=== Document extract ===
[start]
# Inattention seeking



## Skylar (Jul 29, 2016)

fjm said:


> (Being a rotten meany I now pick up the waste paper basket before settling down to talk on the phone ...)


You got to do what you got to do - removing all the fun might extinguish the activity.

I haven't noticed this with Babykins. She tends to move from room to room with me and if I'm doing something inactive like working on the computer, she'll take a cat nap. Every few months she will have a burst of zoomies - she'll take herself down to the lower lever when there is carpet and her agility equipment and run around silly then come back upstairs nice and settled.


----------



## glorybeecosta (Nov 11, 2014)

Oh Lord the phone gets mine going. They will lay under the desk, then hear me talking, and stand and scratch my leg for attention is what Bella and Cayenne do, Sage is a noser, she will stand on her back legs and keep nosing my arm to pet her. Then they all run to the kitchen and back at the front door if I do not have it closed so they can't see out. A little attention then back to work for about 3 hours and start over again


----------



## fjm (Jun 4, 2010)
[end]
Stored data entries:
[start]
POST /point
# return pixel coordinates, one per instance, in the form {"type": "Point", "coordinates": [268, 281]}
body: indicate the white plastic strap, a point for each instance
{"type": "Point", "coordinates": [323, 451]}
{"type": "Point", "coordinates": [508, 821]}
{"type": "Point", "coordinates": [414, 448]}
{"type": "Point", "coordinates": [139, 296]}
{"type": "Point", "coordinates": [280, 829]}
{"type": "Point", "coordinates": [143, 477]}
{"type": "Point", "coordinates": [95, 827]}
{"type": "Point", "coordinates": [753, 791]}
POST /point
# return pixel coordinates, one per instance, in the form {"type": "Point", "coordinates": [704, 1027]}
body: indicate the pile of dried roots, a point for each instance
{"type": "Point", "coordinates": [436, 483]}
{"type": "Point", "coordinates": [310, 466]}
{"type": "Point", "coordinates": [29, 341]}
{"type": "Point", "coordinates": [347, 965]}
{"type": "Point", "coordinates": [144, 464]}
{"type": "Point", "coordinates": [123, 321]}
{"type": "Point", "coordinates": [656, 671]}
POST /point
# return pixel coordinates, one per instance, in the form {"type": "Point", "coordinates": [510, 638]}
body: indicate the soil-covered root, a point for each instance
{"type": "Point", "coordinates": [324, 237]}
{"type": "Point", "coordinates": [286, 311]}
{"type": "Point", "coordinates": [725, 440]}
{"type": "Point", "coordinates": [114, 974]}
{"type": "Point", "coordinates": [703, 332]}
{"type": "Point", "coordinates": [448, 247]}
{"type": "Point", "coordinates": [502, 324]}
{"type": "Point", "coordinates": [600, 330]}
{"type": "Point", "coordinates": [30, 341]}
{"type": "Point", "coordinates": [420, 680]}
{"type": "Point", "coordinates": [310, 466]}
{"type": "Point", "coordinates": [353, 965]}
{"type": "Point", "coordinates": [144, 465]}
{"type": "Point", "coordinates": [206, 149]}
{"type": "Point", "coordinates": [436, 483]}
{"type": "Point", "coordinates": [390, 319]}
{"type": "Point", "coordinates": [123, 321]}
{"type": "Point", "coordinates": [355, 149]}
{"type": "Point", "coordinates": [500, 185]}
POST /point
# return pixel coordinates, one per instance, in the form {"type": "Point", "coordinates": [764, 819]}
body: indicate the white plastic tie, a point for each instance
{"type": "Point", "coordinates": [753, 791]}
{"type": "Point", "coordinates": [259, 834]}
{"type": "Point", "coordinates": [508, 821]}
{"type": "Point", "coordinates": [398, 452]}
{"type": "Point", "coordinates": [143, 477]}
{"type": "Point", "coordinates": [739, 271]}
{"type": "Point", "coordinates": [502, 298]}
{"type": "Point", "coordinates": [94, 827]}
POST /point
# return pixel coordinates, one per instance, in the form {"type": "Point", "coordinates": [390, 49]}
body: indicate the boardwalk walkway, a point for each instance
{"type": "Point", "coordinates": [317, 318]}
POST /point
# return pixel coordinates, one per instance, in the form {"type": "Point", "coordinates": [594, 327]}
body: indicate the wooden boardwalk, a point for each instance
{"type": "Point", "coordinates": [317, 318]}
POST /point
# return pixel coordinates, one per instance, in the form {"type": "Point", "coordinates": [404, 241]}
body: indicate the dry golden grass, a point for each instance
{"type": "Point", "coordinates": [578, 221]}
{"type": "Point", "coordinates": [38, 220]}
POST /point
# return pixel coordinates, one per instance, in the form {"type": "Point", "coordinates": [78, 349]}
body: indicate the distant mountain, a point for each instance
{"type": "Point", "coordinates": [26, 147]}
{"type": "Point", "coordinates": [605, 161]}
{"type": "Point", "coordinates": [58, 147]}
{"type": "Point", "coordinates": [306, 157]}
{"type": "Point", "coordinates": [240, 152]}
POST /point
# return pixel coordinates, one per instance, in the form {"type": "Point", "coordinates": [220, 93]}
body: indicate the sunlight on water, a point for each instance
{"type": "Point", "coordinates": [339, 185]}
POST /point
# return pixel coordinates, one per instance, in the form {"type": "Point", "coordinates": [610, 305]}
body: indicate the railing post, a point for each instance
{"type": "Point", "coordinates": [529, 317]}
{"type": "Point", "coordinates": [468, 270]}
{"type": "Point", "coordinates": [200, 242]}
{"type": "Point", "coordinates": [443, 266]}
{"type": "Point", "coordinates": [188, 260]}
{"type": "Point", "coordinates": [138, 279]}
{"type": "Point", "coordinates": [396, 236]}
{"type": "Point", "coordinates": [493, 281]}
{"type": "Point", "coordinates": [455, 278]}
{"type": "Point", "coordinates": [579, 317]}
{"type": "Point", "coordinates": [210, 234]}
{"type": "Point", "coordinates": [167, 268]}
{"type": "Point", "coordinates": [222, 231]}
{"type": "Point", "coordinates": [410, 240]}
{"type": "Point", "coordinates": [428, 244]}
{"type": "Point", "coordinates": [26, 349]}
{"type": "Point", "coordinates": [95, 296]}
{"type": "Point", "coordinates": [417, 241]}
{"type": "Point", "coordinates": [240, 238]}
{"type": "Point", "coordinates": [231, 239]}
[end]
=== Goal ===
Output the passage of the inattention-seeking forum thread verbatim, from "# Inattention seeking" up to and including "the phone ...)".

=== Exercise result ===
# Inattention seeking



## Skylar (Jul 29, 2016)

fjm said:


> (Being a rotten meany I now pick up the waste paper basket before settling down to talk on the phone ...)